> _Your instructions_: Each line of the records that includes "woman" should be found and copied.

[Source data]
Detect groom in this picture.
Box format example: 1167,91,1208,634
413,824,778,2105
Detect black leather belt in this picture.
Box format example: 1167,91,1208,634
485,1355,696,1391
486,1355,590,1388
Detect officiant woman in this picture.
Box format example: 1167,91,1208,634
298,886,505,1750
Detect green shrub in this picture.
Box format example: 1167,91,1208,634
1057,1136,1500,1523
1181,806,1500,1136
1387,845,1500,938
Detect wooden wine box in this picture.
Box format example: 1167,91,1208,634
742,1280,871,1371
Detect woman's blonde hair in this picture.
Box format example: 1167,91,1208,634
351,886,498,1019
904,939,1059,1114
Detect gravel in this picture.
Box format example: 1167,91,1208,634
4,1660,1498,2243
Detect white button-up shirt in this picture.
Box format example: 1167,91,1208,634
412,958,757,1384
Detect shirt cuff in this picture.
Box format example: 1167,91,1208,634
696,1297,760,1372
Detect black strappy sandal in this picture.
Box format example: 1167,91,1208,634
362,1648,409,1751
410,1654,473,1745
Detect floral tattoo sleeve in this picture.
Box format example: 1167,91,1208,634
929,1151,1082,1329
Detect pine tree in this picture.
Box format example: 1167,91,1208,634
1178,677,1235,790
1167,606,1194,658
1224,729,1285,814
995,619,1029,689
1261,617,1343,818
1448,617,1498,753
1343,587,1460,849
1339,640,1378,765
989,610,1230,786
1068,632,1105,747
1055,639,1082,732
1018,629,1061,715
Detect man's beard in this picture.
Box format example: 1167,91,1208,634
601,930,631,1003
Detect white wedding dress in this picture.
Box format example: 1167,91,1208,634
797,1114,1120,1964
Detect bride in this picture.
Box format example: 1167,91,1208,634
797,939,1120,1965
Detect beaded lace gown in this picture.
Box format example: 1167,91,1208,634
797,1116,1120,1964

> _Result of this exercise_:
Detect officiant woman in this picture.
Detect woman's blonde hair in this picture.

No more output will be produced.